- _INPUT_:
######
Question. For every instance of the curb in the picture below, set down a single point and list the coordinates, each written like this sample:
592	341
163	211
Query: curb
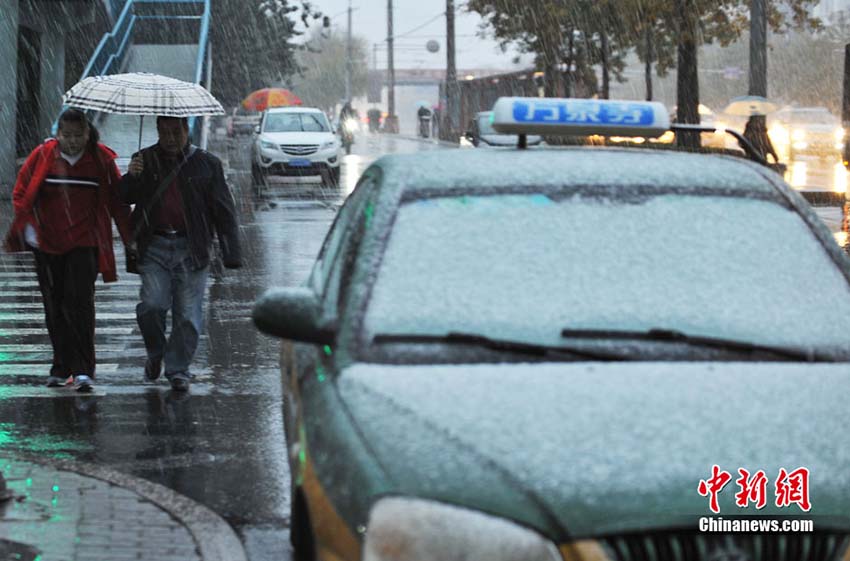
214	538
######
- _GOAL_:
Take the listing above and restate it word for word, without its pictures.

- _REPLY TO THE EXERCISE_:
Question. For every instance of the curb in the picture below, set down a single point and list the coordinates, each written like this sample:
592	341
163	211
Query: curb
214	538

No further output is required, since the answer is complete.